Section 3.3 Purchase Price Adjustment. The Purchase Price to be
paid by
the Buyers at the Closing shall be
increased dollar-for-dollar by an amount
equal to the aggregate sum of all amounts
in house banks, petty cash and cash
registers at the Hotels as of the effective
time of the Closing.
Section
3.4 Deposit. Promptly, but in no event more than two business
days
after the date hereof, the Buyers shall
deliver a certified or cashier's check
made payable to the Escrow Agent and drawn
on a bank which is reasonably
acceptable to the Sellers or a federal wire
transfer of immediately available
funds, in an amount equal to $1,100,000, to
the Escrow Agent, as an earnest
money deposit hereunder (including interest
at any time accrued thereon, the
"Deposit"). The Deposit shall be held in
escrow by the Escrow Agent in a
segregated, interest-bearing account of a
federally insured commercial bank and
disbursed only in accordance with the terms
of this Agreement. The Buyers shall
pay all costs and expenses associated with
the engagement of the Escrow Agent.
If the Closing takes place, the Escrow
Agent shall deliver the Deposit to the
Sellers at the Closing. If this Agreement
is terminated or becomes null and void
for any reason other than the material
breach by any of the Buyers of its
obligations hereunder, the Deposit shall be
promptly paid within two days to the
Buyers. If this Agreement is terminated by
the Sellers by reason of the material
breach by any of the Buyers of its
obligations hereunder, the Deposit shall be
paid to the Sellers as liquidated damages
and not a penalty with such payment,
once received, being the Sellers' sole and
exclusive remedy against the Buyers.

• _Written instruction_
Extend the purchase agreement text above on the purchase price adjustment and deposit, beginning directly after its final sentence.

Data records
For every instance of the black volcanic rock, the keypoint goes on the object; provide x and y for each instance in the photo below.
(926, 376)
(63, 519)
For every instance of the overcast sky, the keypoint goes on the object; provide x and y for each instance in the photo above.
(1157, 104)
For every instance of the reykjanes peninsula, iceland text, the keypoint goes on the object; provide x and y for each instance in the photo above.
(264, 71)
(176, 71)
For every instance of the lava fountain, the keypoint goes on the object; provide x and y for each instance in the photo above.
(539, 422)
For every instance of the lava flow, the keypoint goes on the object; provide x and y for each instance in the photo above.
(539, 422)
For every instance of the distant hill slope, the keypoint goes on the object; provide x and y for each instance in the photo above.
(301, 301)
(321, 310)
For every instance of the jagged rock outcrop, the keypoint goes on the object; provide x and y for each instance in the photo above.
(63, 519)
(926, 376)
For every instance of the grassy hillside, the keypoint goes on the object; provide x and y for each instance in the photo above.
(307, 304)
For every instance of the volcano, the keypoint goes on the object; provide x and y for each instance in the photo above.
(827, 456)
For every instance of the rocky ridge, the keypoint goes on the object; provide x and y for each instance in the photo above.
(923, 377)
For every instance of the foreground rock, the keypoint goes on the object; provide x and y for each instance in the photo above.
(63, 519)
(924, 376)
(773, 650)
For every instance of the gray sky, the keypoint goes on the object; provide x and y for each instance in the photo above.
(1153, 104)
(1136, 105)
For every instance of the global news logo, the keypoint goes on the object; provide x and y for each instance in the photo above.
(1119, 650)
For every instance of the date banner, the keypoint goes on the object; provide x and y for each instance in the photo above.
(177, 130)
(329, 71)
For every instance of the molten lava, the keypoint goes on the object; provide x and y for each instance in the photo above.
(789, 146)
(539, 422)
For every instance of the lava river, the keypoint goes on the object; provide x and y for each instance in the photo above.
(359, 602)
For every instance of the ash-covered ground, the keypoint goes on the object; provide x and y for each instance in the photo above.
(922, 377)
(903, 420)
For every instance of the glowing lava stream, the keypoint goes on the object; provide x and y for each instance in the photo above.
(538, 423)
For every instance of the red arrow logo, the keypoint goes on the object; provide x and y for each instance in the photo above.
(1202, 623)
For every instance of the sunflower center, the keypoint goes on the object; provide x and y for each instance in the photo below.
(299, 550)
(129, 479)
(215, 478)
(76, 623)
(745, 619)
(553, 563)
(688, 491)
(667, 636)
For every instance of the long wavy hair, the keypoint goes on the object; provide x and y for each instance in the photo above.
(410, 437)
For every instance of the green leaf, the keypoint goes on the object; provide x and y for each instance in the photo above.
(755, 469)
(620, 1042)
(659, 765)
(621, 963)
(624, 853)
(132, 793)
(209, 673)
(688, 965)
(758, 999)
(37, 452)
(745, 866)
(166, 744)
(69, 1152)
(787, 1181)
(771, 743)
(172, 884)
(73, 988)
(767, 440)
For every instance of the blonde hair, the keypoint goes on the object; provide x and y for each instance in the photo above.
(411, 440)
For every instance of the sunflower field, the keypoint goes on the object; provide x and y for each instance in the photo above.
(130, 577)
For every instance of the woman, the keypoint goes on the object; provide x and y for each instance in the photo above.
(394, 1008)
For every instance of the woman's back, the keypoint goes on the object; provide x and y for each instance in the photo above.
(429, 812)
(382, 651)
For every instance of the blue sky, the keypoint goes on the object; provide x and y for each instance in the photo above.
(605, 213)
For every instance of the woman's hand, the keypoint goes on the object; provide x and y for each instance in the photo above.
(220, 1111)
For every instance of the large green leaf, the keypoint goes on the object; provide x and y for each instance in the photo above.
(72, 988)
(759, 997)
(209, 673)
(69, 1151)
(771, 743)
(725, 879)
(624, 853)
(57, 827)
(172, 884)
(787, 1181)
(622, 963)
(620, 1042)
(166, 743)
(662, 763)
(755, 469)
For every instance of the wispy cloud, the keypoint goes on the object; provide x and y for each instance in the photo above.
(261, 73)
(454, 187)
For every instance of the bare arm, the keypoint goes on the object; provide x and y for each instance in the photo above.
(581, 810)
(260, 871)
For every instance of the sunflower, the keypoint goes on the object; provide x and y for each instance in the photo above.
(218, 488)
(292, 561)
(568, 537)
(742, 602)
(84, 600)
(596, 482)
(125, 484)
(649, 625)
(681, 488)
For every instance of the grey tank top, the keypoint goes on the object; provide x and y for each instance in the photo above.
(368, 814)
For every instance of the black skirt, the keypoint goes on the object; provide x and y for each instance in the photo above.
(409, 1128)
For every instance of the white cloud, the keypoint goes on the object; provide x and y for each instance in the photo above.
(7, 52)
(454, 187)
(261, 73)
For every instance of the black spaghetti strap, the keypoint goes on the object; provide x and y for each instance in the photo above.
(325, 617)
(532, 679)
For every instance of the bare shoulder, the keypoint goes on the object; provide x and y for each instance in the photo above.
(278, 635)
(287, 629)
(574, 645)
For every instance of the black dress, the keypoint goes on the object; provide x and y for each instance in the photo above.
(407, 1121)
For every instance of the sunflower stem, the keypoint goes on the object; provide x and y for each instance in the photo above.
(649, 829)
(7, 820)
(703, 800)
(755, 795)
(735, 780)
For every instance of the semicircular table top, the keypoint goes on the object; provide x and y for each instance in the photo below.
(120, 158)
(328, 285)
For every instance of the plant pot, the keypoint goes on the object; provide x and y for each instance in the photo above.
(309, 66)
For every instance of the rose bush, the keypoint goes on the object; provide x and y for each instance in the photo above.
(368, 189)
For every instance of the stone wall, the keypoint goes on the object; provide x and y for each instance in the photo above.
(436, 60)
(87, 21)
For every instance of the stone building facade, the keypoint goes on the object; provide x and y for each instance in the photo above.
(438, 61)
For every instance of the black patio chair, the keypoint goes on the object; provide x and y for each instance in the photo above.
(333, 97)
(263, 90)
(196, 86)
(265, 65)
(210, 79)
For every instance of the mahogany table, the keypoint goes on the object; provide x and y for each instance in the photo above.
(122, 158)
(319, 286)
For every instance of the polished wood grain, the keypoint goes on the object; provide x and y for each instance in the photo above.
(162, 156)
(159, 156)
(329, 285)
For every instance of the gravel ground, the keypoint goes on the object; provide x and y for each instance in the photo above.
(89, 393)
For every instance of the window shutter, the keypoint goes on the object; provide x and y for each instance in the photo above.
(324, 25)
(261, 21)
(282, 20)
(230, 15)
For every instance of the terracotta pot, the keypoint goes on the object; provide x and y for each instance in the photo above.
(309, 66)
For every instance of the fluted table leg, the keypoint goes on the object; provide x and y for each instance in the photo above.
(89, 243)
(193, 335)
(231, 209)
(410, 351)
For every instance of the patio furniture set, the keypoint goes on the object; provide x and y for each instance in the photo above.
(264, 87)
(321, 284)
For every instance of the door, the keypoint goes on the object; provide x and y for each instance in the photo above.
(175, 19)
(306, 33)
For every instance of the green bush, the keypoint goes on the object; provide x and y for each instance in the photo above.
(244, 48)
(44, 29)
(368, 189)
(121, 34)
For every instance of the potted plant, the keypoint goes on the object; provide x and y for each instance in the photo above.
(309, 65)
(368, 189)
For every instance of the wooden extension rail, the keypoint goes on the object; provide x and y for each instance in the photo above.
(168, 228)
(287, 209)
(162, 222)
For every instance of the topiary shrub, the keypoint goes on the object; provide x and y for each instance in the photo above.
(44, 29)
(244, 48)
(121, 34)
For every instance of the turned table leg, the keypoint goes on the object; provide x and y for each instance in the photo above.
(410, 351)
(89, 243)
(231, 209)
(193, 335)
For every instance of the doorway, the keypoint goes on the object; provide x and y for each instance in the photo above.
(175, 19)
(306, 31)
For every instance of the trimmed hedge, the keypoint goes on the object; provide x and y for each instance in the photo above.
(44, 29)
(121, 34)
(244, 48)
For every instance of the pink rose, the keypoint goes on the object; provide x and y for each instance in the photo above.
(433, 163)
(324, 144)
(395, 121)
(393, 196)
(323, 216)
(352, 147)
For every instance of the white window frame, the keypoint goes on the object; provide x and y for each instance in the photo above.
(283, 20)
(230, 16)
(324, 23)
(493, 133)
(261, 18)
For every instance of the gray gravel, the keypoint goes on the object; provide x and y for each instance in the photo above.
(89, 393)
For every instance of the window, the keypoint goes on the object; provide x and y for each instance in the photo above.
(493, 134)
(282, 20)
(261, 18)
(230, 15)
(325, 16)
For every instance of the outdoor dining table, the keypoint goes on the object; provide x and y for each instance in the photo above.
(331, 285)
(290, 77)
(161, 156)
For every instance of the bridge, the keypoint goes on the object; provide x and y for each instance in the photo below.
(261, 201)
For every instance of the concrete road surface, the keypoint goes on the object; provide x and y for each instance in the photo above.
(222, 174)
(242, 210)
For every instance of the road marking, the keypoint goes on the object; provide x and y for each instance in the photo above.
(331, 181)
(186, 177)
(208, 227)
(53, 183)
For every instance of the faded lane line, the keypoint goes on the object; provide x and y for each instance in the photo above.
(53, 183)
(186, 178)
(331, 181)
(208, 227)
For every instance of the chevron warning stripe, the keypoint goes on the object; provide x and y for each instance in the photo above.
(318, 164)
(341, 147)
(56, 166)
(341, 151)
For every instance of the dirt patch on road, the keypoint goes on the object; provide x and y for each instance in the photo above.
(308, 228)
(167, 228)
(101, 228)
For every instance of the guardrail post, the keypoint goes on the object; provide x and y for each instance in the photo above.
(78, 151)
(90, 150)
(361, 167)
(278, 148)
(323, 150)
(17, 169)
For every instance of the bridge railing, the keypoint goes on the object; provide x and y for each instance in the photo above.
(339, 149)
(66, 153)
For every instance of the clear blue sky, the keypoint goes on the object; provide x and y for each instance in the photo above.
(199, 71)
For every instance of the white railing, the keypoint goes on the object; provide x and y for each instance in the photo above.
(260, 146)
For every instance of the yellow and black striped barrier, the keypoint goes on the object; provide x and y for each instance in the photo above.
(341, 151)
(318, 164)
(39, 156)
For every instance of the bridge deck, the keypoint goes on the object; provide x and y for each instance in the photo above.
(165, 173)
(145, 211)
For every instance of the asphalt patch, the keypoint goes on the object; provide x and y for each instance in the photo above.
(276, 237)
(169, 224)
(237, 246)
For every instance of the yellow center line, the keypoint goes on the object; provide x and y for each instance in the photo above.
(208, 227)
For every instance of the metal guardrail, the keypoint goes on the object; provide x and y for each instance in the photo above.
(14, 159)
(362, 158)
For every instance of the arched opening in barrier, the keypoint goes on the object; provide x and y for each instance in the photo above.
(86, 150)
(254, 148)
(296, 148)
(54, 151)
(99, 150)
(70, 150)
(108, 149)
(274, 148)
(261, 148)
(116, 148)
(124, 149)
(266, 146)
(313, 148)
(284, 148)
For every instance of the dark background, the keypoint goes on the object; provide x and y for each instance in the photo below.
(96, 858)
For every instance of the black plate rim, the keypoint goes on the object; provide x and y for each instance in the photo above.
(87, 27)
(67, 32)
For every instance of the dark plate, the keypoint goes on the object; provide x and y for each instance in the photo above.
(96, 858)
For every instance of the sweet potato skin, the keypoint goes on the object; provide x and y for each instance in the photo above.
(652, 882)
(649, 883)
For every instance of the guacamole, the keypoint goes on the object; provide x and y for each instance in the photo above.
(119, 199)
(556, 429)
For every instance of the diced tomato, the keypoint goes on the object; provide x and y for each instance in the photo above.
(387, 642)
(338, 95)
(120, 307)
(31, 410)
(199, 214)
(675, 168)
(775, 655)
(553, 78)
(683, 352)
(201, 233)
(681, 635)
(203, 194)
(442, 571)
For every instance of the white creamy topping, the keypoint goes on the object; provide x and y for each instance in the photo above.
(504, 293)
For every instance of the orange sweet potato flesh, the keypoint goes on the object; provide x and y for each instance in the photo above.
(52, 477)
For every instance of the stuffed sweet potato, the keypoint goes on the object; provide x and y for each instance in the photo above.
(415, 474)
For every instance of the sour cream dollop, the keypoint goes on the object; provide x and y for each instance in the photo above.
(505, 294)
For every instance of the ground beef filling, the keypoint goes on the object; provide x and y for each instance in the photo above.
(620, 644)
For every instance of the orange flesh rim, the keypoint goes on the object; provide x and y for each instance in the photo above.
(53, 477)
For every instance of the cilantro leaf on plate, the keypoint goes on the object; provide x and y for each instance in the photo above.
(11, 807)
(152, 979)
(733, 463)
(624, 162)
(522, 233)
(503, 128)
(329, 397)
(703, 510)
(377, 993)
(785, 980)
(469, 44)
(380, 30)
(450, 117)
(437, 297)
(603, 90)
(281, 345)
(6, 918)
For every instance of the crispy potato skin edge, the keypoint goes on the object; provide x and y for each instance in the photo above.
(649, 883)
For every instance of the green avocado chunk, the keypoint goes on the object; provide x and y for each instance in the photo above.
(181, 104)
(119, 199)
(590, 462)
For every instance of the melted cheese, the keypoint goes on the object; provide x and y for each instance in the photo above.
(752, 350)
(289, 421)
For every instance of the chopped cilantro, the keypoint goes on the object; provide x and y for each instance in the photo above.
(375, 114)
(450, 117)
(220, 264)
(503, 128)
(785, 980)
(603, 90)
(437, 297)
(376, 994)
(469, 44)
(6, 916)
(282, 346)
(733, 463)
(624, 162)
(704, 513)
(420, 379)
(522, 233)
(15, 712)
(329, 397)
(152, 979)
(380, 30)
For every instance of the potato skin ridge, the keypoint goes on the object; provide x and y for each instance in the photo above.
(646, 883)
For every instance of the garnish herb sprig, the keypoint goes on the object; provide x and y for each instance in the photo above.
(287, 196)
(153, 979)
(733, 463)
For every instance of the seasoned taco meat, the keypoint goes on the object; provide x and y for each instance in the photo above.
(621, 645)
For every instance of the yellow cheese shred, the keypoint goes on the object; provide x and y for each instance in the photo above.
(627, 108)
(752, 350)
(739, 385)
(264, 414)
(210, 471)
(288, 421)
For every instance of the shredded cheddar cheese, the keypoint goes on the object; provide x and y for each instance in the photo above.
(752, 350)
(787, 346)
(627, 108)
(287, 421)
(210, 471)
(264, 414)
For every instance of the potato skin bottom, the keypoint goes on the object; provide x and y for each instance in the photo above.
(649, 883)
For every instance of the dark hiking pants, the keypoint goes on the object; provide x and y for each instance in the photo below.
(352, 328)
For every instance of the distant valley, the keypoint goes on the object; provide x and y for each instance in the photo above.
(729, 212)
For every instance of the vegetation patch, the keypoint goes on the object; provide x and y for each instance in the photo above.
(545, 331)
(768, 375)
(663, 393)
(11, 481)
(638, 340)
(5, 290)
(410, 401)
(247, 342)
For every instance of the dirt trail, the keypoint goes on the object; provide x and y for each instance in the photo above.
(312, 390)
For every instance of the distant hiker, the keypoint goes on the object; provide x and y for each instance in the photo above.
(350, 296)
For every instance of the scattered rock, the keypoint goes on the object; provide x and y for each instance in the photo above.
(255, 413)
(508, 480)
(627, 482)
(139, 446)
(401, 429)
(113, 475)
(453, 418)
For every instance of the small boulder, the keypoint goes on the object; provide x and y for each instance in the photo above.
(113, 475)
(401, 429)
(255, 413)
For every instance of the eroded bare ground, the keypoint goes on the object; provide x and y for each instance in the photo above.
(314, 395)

• _The result_
Notwithstanding the foregoing in this
SECTION 3.4, the Escrow Agent shall not
disburse the Deposit until the earlier to
occur of (i) receipt by the Escrow
Agent of joint written instructions, signed
by the Sellers and the Buyers, or
(ii) entry of a final and nonappealable
adjudication of the Bankruptcy Court
determining which Party is entitled to
receive the Deposit. In the event of a
dispute between the Parties with respect to
the Deposit, the Escrow Agent may
deposit the Deposit with the Bankruptcy
Court and commence an action to
determine the proper disposition of such
Deposit.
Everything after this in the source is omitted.